>> begin READING TEXT
Oil marketers argue that the current system, unchanged since 2018, is outdated and does not reflect rising costs throughout the supply chain. This could lead to shortages if not addressed, they warn.

This comes as the Energy and Petroleum Regulatory Authority (Epra) starts reviewing a Cost of cost-of-service study (Cosop) submitted last week. The study will assess the true cost of supplying petroleum products in Kenya and could inform adjustments to the pricing formula, The Standard has established.

“The pricing formula hasn’t changed since 2018, and this discussion has been ongoing for a while,” said Marc Jacquot, group chief finance officer (CFO) of French-headquartered Rubis during a virtual global investor briefing last week. The fast-growing Rubis is one of the leading oil marketers in Kenya and has massive expansion plans locally. 

“There’s been some progress, but a specific time line is uncertain.” The Cost of Service Study (that was submitted to Epra aims to assess the true cost of supplying petroleum products in Kenya and inform any necessary adjustments to the pricing formula.

The outcome of this review could determine whether adjustments to the pricing formula are necessary. The Standard had not established additional details from the energy regulator by press time, yesterday, on when the review will be finalised.

If the formula is adjusted, it could lead to higher pump prices for consumers.

Any increase in fuel prices could also have a significant impact on the cost of living and transportation costs, potentially affecting various sectors of the economy.

However, oil marketers believe that a more accurate pricing mechanism is necessary to ensure the sustainability of the fuel sector and prevent potential shortages. A well-calibrated pricing formula is essential to ensure the availability and affordability of fuel products while maintaining a healthy market, they say.

“The pricing formula has not changed since 2018, and this is something known in the industry and this is a discussion that has been ongoing for a while. Major milestones have been reached typically the cost-of-service study. It is a major milestone that did not happen in the past,” said Rubis CFO.

“Today, Epra in Kenya is reviewing this study. It (review) took more time than expected, but we are confident it will happen by the end of the year or even next year. We cannot, of course, commit to that and we have already been disappointed, but we see some good movement there.”

He added: “Epra has ordered a report which is called Cost of Service Study in the Supply of Petroleum Products which was supposed to be issued mid-year and give way to the adjustment of the pricing formula. The issuance of this report has been slightly delayed and was submitted to the Epra last week and the industry is waiting for the outcome and the subsequent adjustment of the pricing formula.”

The government had separately recently confirmed it is set to reform its fuel pricing mechanism, potentially leading to higher fuel prices. The government told the International Monetary Fund (IMF) that it aims to align domestic fuel prices with budgeted resources and completely phase out fossil fuel subsidies to enhance its financial discipline.  The National Treasury and the Ministry of Energy and Petroleum said they are working to strengthen the Petroleum Development Fund (PDF), which is used to stabilise fuel prices. An upcoming audit by the Auditor General will assess the fund’s management and the overall fuel pricing mechanism.

“We are taking decisive steps to ensure that decisions on domestic fuel prices are aligned with budgeted resources,” the government said in correspondence to the IMF seen by The Standard.

“To ring-fence the resources budgeted for price stabilisation purposes, we have assessed the governance structure of the PDF and recommended actions to strengthen its management.”

Parliament separately recently approved an increase in the Road Maintenance Levy Fund rate from Sh18 to Sh28 per litre of petrol and diesel. The move, approved by the Committee on Delegated Legislation, aims to boost funding for road infrastructure development.

Despite concerns about potential fuel price increases, government officials have assured that there will be no immediate impact on pump prices. The increased levy is intended to be absorbed by the government without passing the cost on to consumers, they said. 

The planned IMF-backed Auditor General’s audit will evaluate how funds are used in the PDF and the overall fuel pricing mechanism.

The review aims to establish clear parameters for price stabilisation that consider market fluctuations, exchange rate developments, and the financial health of oil marketing companies.

“Consistent with our requests for access under the IMF’s Resilience and Sustainability Facility (RSF), we are committed to transitioning to a low-carbon economy by avoiding fossil fuel subsidies going forward,” the government says.
>> end READING TEXT
EXERCISE INSTRUCTIONS -
Transcribe the section of the article on Kenya's fuel pricing formula above, beginning at the words "Despite concerns about" and stopping after "consumers, they said.".
>> begin ITEMS
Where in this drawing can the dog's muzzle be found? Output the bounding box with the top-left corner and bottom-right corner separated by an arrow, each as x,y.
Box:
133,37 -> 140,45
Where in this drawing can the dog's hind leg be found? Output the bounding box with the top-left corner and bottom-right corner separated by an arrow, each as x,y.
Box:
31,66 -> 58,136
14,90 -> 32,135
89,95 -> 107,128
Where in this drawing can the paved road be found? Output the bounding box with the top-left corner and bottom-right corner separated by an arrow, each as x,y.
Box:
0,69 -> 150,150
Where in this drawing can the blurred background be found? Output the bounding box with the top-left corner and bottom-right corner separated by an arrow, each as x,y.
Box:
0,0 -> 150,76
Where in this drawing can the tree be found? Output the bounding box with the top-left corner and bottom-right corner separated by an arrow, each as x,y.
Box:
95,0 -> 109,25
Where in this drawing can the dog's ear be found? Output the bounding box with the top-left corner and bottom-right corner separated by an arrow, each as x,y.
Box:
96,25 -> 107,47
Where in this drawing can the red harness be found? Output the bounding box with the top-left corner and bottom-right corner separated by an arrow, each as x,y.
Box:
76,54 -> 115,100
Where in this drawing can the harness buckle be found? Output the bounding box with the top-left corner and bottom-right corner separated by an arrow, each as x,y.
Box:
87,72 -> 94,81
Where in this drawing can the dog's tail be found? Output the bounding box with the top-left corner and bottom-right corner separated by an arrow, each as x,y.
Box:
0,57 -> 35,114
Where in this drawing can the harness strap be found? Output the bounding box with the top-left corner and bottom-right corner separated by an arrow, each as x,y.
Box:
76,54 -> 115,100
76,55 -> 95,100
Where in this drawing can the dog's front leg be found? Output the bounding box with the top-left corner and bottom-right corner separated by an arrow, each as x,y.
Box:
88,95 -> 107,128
>> end ITEMS
RESULT OF THIS EXERCISE -
Despite concerns about potential fuel price increases, government officials have assured that there will be no immediate impact on pump prices. The increased levy is intended to be absorbed by the government without passing the cost on to consumers, they said.